>> Begin Material supplied
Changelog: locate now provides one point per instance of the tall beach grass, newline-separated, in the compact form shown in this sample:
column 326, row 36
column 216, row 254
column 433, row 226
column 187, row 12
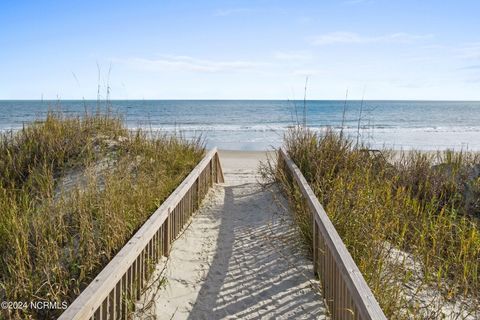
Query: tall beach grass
>> End Material supplied
▸ Your objective: Reproduce the rows above line for line, without the picture.

▸ Completed task:
Changelog: locate now provides one point per instance of the tall beach grass, newline-separated, in the compact form shown in this sample:
column 326, row 36
column 216, row 254
column 433, row 226
column 187, row 12
Query: tall beach grass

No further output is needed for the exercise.